_Problem description_
Reproduce the material below with every occurrence of "Field-scouting request" changed to "Annotation request" and nothing else altered.

____ Dataset records

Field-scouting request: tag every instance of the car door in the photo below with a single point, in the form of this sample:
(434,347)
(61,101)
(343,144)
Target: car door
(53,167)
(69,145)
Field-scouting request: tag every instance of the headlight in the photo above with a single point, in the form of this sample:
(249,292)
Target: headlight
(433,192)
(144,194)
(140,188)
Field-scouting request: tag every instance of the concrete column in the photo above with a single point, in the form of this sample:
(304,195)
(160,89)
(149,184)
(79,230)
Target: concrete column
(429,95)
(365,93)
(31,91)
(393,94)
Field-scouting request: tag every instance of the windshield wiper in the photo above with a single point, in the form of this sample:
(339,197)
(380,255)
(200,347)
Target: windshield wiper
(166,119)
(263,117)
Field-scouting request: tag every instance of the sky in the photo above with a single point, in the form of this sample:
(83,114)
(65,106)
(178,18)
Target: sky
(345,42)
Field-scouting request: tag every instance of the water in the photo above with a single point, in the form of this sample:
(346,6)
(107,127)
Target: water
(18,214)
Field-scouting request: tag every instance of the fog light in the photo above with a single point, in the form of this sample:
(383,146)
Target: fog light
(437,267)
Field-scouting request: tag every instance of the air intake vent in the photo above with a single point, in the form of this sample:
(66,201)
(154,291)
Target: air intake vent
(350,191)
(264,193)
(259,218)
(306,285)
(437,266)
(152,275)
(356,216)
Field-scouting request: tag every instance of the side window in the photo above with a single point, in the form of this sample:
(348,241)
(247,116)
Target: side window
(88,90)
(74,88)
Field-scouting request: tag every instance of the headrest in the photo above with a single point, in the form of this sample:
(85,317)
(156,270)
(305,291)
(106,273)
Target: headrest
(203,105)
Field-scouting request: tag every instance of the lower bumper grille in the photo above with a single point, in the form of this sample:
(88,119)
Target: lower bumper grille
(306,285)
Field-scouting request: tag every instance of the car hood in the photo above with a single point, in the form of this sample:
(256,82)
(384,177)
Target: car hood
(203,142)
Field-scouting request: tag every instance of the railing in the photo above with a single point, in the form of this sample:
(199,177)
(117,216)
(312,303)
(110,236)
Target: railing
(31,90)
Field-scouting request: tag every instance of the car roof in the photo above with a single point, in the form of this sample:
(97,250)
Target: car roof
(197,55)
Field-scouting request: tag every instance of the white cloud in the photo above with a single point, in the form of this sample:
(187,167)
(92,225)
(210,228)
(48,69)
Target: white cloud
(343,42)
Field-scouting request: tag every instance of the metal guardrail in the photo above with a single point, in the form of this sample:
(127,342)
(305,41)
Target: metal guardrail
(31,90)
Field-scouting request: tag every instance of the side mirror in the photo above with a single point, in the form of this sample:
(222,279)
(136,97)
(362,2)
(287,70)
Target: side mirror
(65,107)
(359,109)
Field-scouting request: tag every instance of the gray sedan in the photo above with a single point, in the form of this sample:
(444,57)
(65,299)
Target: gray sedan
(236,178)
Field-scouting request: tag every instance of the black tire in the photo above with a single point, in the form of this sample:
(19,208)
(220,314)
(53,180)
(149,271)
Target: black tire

________

_Complete response_
Annotation request: tag every instance of the car door in the photo below with a single point, in the form of this sample:
(434,347)
(61,101)
(343,144)
Target: car door
(53,167)
(69,145)
Annotation request: tag every instance of the headlight in the photo above with a single point, in the form of this sample:
(249,292)
Target: headlight
(433,192)
(144,194)
(140,188)
Annotation request: tag every instance of the concrete column in the photo above with a single point, in the form of this sample:
(304,195)
(160,89)
(149,184)
(79,230)
Target: concrete column
(429,95)
(365,93)
(31,91)
(393,94)
Annotation request: tag every instance of the windshield wiper in the photo above with a single point, in the form of this sample:
(339,197)
(380,255)
(200,347)
Target: windshield wiper
(166,119)
(263,117)
Annotation request: tag every instance of the sky in the photo above with a single point, in the form of this sample:
(83,114)
(65,106)
(178,18)
Target: sky
(345,42)
Annotation request: tag every instance of the water in the photo above with a single point, in the form of this sample:
(346,6)
(107,127)
Target: water
(18,214)
Annotation request: tag every instance of the fog light in the photo above with a single point, in the form of this sample:
(383,146)
Target: fog light
(437,267)
Annotation request: tag every instance of the air intake vent in the photo above with a single point, in the form of this sample:
(66,201)
(154,291)
Target: air intake vent
(350,191)
(264,193)
(259,218)
(306,285)
(437,266)
(152,275)
(356,216)
Annotation request: tag every instance of the side window in the photo above with a single point, in the form of this sample:
(348,241)
(247,116)
Target: side window
(88,90)
(74,88)
Annotation request: tag every instance of the headrest in the photo above with a single point, in the form of this sample:
(85,317)
(156,270)
(305,291)
(106,273)
Target: headrest
(203,105)
Annotation request: tag every instance of the lower bumper grille in the photo above with a single point, in the form of this sample:
(88,119)
Target: lower bumper grille
(306,285)
Annotation request: tag every instance of the car hood in the photo above with a single point, in the form of this sample:
(256,82)
(384,177)
Target: car hood
(203,142)
Annotation request: tag every instance of the railing in the photo above with a single point, in the form of this sample:
(199,177)
(117,216)
(312,303)
(110,236)
Target: railing
(31,90)
Annotation request: tag every instance of the car roof in the photo above with a single point, in the form of this sample:
(97,250)
Target: car roof
(197,55)
Annotation request: tag every instance of the white cloud in the photo above with a single point, in the form of this sample:
(187,167)
(92,225)
(210,228)
(48,69)
Target: white cloud
(343,42)
Annotation request: tag every instance of the metal guardrail in the photo above with a single point, in the form of this sample:
(127,342)
(305,41)
Target: metal guardrail
(31,90)
Annotation request: tag every instance of the side mirror in the photo above with a single point, in the form of this sample:
(222,279)
(136,97)
(362,2)
(287,70)
Target: side mirror
(65,107)
(359,109)
Annotation request: tag every instance of the gray sedan in the photo above with a single point, in the form of this sample:
(444,57)
(65,299)
Target: gray sedan
(236,178)
Annotation request: tag every instance of the black tire in the photo above with a single point, in the form of this sample:
(19,208)
(220,314)
(53,180)
(149,271)
Target: black tire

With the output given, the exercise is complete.